- Aim 1:
In the homework text on the List ADT, how does the singly linked list implementation allocate memory?
- Aim 2:
Write a continuation of the homework text on the List ADT, starting after its last sentence.

- Text to read:
╔══
Homework 6: The List ADT
Singly Linked List Implementation
Overview
In Homework 5, you created an implementation of the List ADT using an array to store the list data items. Although this approach is intuitive, it frequently is inefficient in storage usage and always inefficient in operation time. It wastes memory by allocating an array that is large enough to store what you estimate to be the maximum number of data items a list will ever hold. In most cases, the list is rarely this large and the extra memory simply goes unused. In addition, the insertion and deletion operations require shifting data items back and forth within the array, a very time consuming task.
In this homework, you will implement the List ADT using a singly linked list. This implementation allocates memory data item by data item as items are added to the list. Equally important, a linked list can support insertion and deletion operations simply by changing a few links.
Note that we are not changing the interface of the List ADT. A good interface definition should not have to change when we change the underlying implementation. If it does, then some aspect of the implementation has been reflected through the interface definition, and we have failed in our goal of information hiding. Thus the abstract properties of a List still hold:
- It is homogenious -- the elements in the collection are all of the same type.
╚══
- Supplied entries:
╔══
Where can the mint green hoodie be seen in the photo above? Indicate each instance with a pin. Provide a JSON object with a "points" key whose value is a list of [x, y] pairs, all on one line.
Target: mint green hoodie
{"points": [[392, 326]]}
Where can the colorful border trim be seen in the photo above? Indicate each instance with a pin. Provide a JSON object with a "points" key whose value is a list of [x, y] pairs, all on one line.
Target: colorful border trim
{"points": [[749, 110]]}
╚══
- Task answer 1:
It allocates memory data item by data item as items are added to the list.

- Task answer 2:
- It has a finite length (the number of elements).
- The elements are arranged sequentially:
- There is a first element and a last element
- Every element except the last has a unique successor
- Every element except the first has a unique predecessor
As we consider our linked list implementation, we see that, where the array implementation provided (by successive array elements) the sequential ordering of the list, we now use pointers explicitly linking list nodes together.
The next thing to consider is the data type of the data structures that are linked together. The list elements themselves have a common type abstracted by our Item class. It would be poor practice to incorporate the links within this Item type, so we need to create a new type that acts as a container for the Item and also has the links required by our implementation. In class, I called the type 'Element', but I will change to use the term from the book of 'Node'. A Node has two data members: an Item and a pointer to the next Node. For ease of manipulation by our List class, we will make these data members public. The Node class should simply have constructors in addition to the data members. We will discuss in class why we do not need a copy constructor nor an overload on the assignment operator.
Attributes
- As described above, the primary data item/attributes of a List object is a finite length homogeneous collection of data items arranged in sequential fashion.
- In addition, each list has the notion of a positional indicator. This is used as a kind of cursor to indicate some current item in the list. The position can be any of the following: {first item, second item, ..., last item, EOL}, where EOL indicates the "End Of List", and is logically a position beyond the last item in the list. The position must always be one of the above set. For an empty list, the position must be EOL.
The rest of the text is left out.